To be done:
A – In the income trust post, what share of income trusts is said to be held in RRSPs?
B – Transcribe the income trust post, beginning at the words "(1) Taxes are" and stopping after the words "taxed upon withdrawal.".

Text segment:
<<<<
Thursday, March 27, 2008

Jack Mintz gets caught in his own sad twisted logic



If you were to identify one person who played the greatest role in fostering the false belief that income trusts cause tax leakage, it would be Jack Mintz.

Shamefully, Jack Mintz says one thing publicly, i.e., that income trusts cause tax leakage, and quite another thing privately i.e. “I do want to point out that there is a serious flaw in some analyses especially on the taxation of pension and RRSP accounts. Finance was not right to treat the impact as zero”.

What kind of "academic" does that make Jack Mintz?

Funny how no one in the press has picked up on that utter contradiction in Jack Mintz’s logic. Sorry Jack, you can;t have it both ways. You can’t on the one hand be running around using an analysis that excludes all the taxes paid by income trusts held in RRSPs and the next minute be saying that Finance was wrong not to include them.

This is the crux of the tax leakage hoax being perpetrated on Canadians by Corporate Canada and all their minions like Jack Mintz and John Manley. By conveniently leaving out ALL THE TAXES paid on the 38% of income trusts held in RRSPs, Mark Carney was able to concoct an argument for tax leakage. Such exclusion of these taxes is absurd. In fact Jack Mintz describes just how absurd it is in this week’s edition of Canadian Business.

The article in question in entitled “What’s not to like?” and is a complete cheerleader exercise by Jack Mintz to extol the virtues of Flaherty’s recent Tax Free Savings Account versus an RRSPs. Canadians should be very skeptical about the motives behind the TFSA, because its true intent is to disband RRSPs, so that the greedy government can get its hands on the half trillion of untaxed dollars that reside in RRSPs. But that’s a separate story.

In this article Jack Mintz makes the very telling admission that with respect to RRSPs that:

“The government shares not only the cost of the investment put into an RRSP, but also the risk, since the amount of tax collected from withdrawals will depend on the performance of the plan.”

So there you have it. Mintz is acknowledging two key matters, (both of which incidentally are self evident), namely:

(1) Taxes are collected by Ottawa when withdrawals are made
(2) The government is paid to wait for these taxes, since the value of the taxes increase with the “Performance of the plan”

So the question simple becomes: Does the government receives more taxes if the contributions had been taxed today, or more taxes if the contributions were taxed upon withdrawal.

This is where Jack Mintz can be of no service in answering this question, because it is not a tax question. IN order to answer this question a person will need to have taken Economics 101. Economics 101 teaches that the lowest cost of capital in any economy, by definition, is the federal government. Therefore, by extension, the returns on all other investments in an economy must exceed the federal governments cost of capital. Take an example. If the 10 year borrowing rate for the government of Canada is 3.00%, then the expected return on an equity investment will have to be something in excess of 3.00, let’s assume 6.00%,

As such, $1.00 contributed to an RRSP today would have raised the government $0.38 in taxes, or alternatively, had it been invested in an RRSP for 10 years, it would raise the government $0.68 in taxes (38% of $1.00 compounded for 10 years at 6.00%). IN present value terms, this $0.68 in taxes is worth $0.51 today ($0.68 discounted at 3.00% for 1o years.
>>>>
Data shown:
<<<<
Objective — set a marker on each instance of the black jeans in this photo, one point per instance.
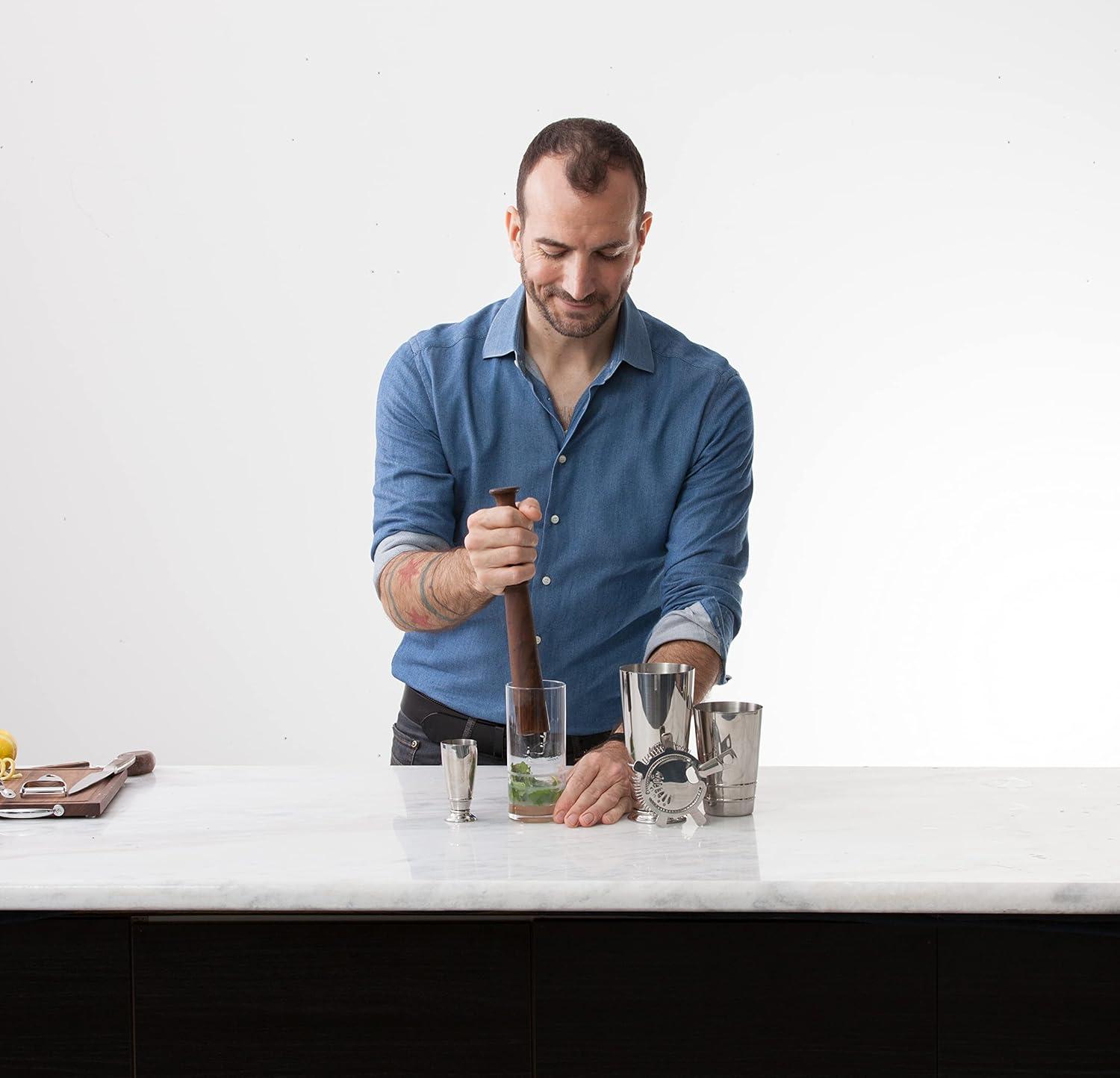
>>>>
Answers for this exercise:
A – 38%

B –
(1) Taxes are collected by Ottawa when withdrawals are made
(2) The government is paid to wait for these taxes, since the value of the taxes increase with the “Performance of the plan”

So the question simple becomes: Does the government receives more taxes if the contributions had been taxed today, or more taxes if the contributions were taxed upon withdrawal.